Rows from a pointing dataset
[start]
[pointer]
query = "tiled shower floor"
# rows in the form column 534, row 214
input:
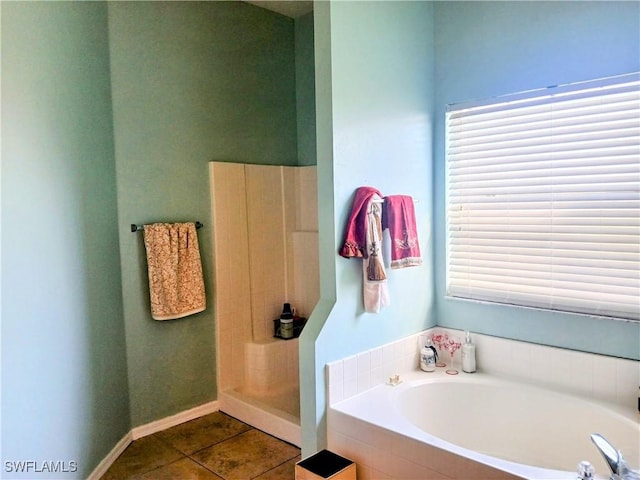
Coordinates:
column 212, row 447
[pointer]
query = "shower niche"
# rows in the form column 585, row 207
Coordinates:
column 265, row 244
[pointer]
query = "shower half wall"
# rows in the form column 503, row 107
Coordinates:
column 265, row 245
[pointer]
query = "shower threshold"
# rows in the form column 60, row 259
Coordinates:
column 276, row 413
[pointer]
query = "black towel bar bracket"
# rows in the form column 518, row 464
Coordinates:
column 137, row 228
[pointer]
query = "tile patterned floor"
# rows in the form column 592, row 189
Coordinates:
column 213, row 447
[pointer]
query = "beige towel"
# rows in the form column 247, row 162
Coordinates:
column 375, row 290
column 176, row 285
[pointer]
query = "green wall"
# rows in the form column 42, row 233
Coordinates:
column 192, row 82
column 374, row 74
column 484, row 49
column 64, row 373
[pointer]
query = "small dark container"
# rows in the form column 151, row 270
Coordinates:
column 298, row 325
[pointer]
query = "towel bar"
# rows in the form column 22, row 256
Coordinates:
column 137, row 228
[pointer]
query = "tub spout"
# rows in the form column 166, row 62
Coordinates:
column 619, row 468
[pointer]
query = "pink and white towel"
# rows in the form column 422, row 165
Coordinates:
column 399, row 217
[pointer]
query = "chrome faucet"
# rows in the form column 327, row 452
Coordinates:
column 619, row 468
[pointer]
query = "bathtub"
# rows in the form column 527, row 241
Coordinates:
column 476, row 426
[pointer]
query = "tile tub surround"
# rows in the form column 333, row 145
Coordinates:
column 587, row 375
column 383, row 454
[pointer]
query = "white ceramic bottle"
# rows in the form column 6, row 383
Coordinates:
column 468, row 355
column 428, row 357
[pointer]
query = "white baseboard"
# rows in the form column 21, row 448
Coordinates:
column 148, row 429
column 111, row 457
column 173, row 420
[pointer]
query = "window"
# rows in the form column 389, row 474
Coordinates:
column 543, row 197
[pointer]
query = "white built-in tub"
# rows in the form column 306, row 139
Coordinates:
column 494, row 427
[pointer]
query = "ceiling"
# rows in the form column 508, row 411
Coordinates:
column 290, row 8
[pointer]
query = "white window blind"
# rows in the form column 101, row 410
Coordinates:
column 543, row 193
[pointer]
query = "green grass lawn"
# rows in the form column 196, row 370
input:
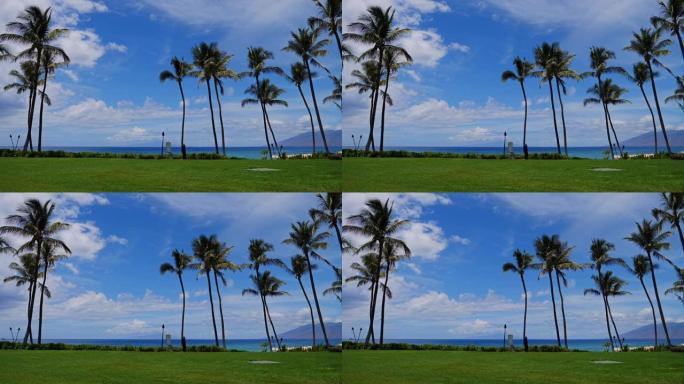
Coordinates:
column 132, row 175
column 74, row 367
column 470, row 175
column 436, row 367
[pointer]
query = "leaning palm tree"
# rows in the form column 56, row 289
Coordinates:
column 306, row 44
column 523, row 262
column 33, row 29
column 181, row 69
column 640, row 268
column 181, row 262
column 205, row 69
column 671, row 212
column 34, row 221
column 523, row 69
column 651, row 238
column 306, row 236
column 649, row 44
column 639, row 76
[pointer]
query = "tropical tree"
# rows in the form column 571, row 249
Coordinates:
column 181, row 262
column 649, row 44
column 651, row 238
column 523, row 69
column 181, row 69
column 639, row 76
column 306, row 44
column 306, row 236
column 523, row 262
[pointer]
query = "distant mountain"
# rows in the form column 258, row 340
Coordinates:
column 676, row 138
column 334, row 138
column 646, row 332
column 334, row 331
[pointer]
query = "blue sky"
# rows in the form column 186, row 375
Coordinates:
column 111, row 287
column 453, row 94
column 454, row 281
column 111, row 95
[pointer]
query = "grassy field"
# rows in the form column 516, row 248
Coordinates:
column 40, row 367
column 127, row 175
column 466, row 175
column 436, row 367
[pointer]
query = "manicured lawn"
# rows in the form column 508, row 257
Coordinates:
column 436, row 367
column 132, row 175
column 40, row 367
column 466, row 175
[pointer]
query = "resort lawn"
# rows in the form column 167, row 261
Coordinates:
column 436, row 367
column 474, row 175
column 135, row 175
column 40, row 367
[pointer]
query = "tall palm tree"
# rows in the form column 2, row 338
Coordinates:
column 649, row 44
column 181, row 262
column 671, row 19
column 305, row 43
column 33, row 29
column 640, row 268
column 671, row 211
column 651, row 238
column 376, row 29
column 377, row 224
column 34, row 221
column 639, row 76
column 181, row 69
column 205, row 69
column 329, row 211
column 523, row 69
column 523, row 262
column 298, row 268
column 545, row 57
column 297, row 76
column 306, row 236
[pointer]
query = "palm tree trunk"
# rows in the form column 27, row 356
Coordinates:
column 318, row 113
column 657, row 295
column 313, row 130
column 650, row 109
column 313, row 323
column 318, row 306
column 660, row 114
column 650, row 302
column 211, row 301
column 565, row 133
column 223, row 327
column 211, row 109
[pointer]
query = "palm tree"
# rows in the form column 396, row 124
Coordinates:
column 202, row 251
column 329, row 211
column 671, row 211
column 652, row 239
column 640, row 268
column 640, row 75
column 205, row 69
column 34, row 221
column 181, row 69
column 305, row 43
column 181, row 262
column 329, row 18
column 298, row 268
column 523, row 262
column 671, row 19
column 33, row 28
column 376, row 222
column 523, row 69
column 305, row 236
column 648, row 44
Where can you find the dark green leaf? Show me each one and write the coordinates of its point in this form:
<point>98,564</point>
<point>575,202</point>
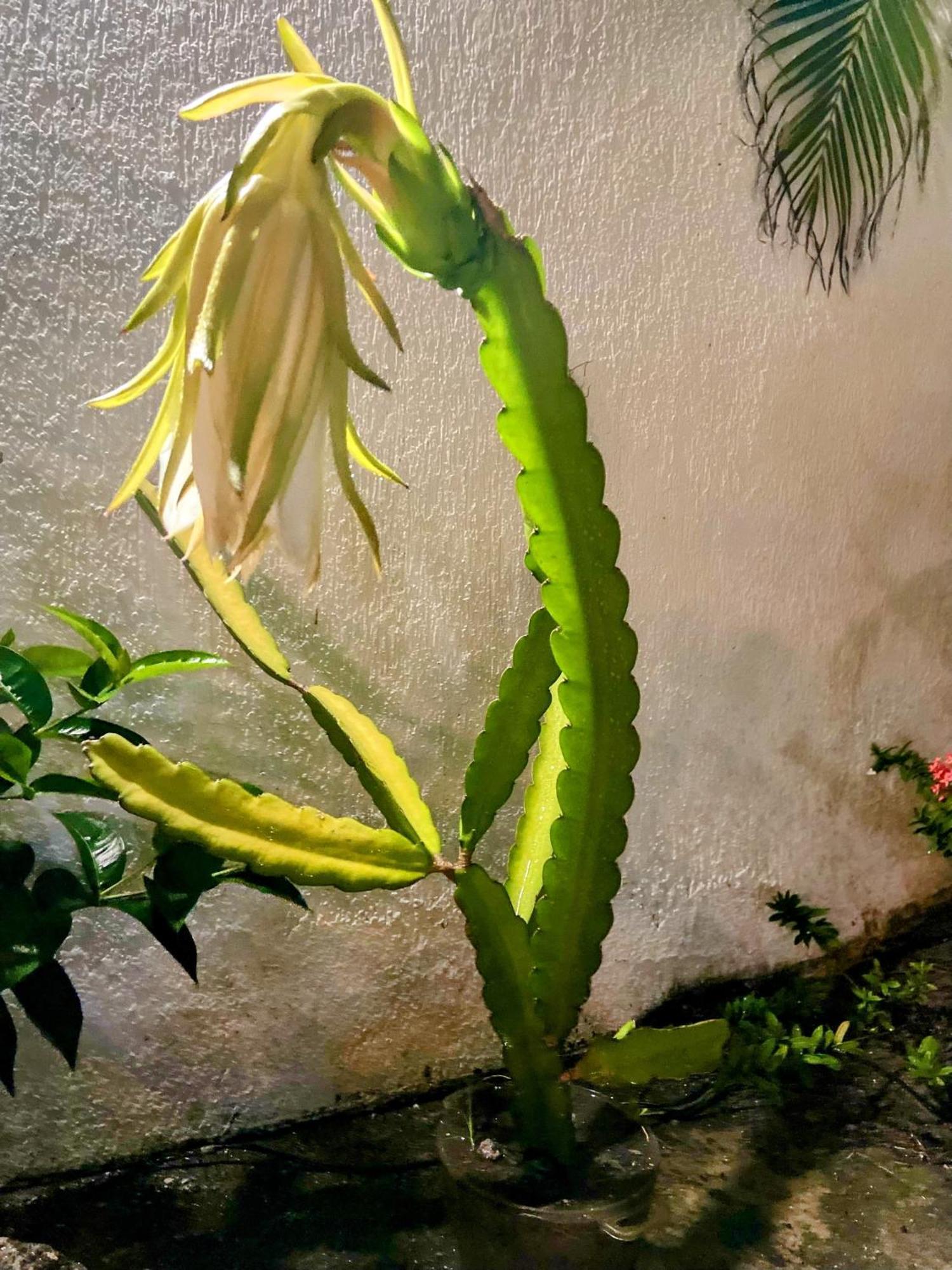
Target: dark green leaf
<point>101,639</point>
<point>654,1053</point>
<point>98,681</point>
<point>31,741</point>
<point>511,730</point>
<point>22,684</point>
<point>60,891</point>
<point>83,699</point>
<point>81,728</point>
<point>59,783</point>
<point>16,759</point>
<point>576,544</point>
<point>30,937</point>
<point>279,887</point>
<point>8,1048</point>
<point>180,944</point>
<point>17,860</point>
<point>502,944</point>
<point>183,873</point>
<point>101,849</point>
<point>58,661</point>
<point>53,1006</point>
<point>171,664</point>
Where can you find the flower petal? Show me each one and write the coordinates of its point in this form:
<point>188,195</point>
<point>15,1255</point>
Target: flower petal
<point>176,270</point>
<point>397,57</point>
<point>296,50</point>
<point>360,272</point>
<point>338,448</point>
<point>362,455</point>
<point>162,258</point>
<point>300,510</point>
<point>258,199</point>
<point>153,446</point>
<point>261,91</point>
<point>155,370</point>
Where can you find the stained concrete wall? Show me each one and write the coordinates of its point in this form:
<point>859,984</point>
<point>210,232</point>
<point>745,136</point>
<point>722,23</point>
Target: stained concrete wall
<point>779,460</point>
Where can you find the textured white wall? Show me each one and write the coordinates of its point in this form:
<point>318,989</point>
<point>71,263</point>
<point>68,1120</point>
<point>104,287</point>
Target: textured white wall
<point>779,460</point>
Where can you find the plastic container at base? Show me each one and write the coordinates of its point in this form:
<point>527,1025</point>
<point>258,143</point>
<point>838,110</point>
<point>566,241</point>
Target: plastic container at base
<point>507,1219</point>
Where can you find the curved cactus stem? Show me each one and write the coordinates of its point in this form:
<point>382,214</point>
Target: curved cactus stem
<point>576,544</point>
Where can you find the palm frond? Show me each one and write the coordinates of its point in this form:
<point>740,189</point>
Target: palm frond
<point>841,96</point>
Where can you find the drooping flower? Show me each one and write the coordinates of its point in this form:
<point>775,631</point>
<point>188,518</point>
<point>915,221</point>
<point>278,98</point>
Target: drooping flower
<point>258,351</point>
<point>941,773</point>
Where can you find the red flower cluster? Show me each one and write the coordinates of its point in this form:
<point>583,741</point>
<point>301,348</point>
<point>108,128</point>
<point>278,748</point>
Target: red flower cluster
<point>941,772</point>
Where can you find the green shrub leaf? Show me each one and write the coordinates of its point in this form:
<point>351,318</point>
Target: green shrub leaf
<point>22,684</point>
<point>59,783</point>
<point>511,730</point>
<point>100,846</point>
<point>30,937</point>
<point>16,759</point>
<point>100,638</point>
<point>8,1048</point>
<point>58,661</point>
<point>175,662</point>
<point>177,943</point>
<point>81,728</point>
<point>53,1006</point>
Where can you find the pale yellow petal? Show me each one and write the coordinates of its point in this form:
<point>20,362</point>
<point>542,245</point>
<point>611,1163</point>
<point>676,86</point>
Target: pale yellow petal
<point>155,370</point>
<point>296,50</point>
<point>229,275</point>
<point>397,55</point>
<point>338,448</point>
<point>362,455</point>
<point>149,455</point>
<point>360,272</point>
<point>261,91</point>
<point>176,267</point>
<point>162,257</point>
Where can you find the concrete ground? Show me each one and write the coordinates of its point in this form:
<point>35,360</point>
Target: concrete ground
<point>846,1179</point>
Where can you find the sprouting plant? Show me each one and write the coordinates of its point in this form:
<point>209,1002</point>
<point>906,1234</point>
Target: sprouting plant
<point>241,440</point>
<point>810,925</point>
<point>925,1064</point>
<point>37,906</point>
<point>934,784</point>
<point>880,994</point>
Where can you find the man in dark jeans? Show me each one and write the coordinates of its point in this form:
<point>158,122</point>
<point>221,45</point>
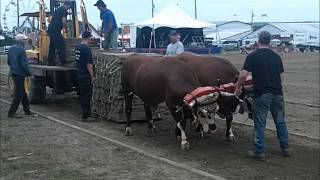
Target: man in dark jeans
<point>17,61</point>
<point>85,75</point>
<point>266,68</point>
<point>58,22</point>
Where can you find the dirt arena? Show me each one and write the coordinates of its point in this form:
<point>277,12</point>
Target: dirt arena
<point>56,145</point>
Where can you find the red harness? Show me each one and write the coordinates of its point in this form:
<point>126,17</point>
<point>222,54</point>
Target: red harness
<point>202,91</point>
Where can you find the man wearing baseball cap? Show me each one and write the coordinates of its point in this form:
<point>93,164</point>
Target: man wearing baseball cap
<point>175,47</point>
<point>58,22</point>
<point>17,61</point>
<point>109,26</point>
<point>85,75</point>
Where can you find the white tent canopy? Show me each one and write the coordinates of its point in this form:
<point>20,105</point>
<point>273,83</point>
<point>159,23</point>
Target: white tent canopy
<point>174,17</point>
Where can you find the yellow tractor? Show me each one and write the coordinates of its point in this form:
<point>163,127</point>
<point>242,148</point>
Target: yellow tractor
<point>59,79</point>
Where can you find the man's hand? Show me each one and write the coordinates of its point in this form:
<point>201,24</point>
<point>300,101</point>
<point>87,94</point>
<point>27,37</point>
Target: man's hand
<point>238,92</point>
<point>242,77</point>
<point>65,31</point>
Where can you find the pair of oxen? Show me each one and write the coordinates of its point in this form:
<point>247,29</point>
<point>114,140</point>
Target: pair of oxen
<point>186,83</point>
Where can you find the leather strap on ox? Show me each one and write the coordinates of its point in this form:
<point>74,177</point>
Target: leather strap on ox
<point>206,95</point>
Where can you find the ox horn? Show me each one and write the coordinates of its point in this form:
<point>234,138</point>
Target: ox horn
<point>208,99</point>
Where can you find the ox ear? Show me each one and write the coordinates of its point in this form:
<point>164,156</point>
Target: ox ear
<point>208,99</point>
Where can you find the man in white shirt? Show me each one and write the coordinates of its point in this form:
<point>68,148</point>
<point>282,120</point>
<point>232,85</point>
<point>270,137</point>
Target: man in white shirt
<point>175,47</point>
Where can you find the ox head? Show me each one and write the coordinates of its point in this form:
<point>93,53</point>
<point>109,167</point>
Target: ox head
<point>201,115</point>
<point>222,103</point>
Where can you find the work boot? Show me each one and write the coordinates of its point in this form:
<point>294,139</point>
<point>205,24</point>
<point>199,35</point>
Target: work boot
<point>253,155</point>
<point>29,113</point>
<point>14,116</point>
<point>286,153</point>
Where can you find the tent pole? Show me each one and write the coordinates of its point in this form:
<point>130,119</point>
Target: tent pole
<point>153,31</point>
<point>150,41</point>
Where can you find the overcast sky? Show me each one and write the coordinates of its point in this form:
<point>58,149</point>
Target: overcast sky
<point>132,11</point>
[end]
**YOUR INSTRUCTIONS**:
Rewrite everything from the start of the material down through the line containing "column 176, row 285", replacing each "shower" with "bath" and keeping all else the same. Leave the pictures out.

**EXERCISE RESULT**:
[pointer]
query = "tiled bath floor"
# rows in the form column 534, row 214
input:
Coordinates:
column 212, row 447
[pointer]
query = "bath niche"
# rows in the form column 585, row 207
Coordinates:
column 265, row 244
[pointer]
query = "bath half wall"
# rows in the form column 503, row 107
Coordinates:
column 265, row 245
[pointer]
query = "bath threshold"
# rows in the form column 60, row 259
Coordinates:
column 276, row 413
[pointer]
query = "black towel bar bracket"
# rows in the form column 518, row 464
Coordinates:
column 137, row 228
[pointer]
query = "tile patterned floor"
# rows in the form column 592, row 189
Coordinates:
column 213, row 447
[pointer]
query = "beige towel"
# rows in the form column 247, row 162
Coordinates:
column 375, row 290
column 176, row 285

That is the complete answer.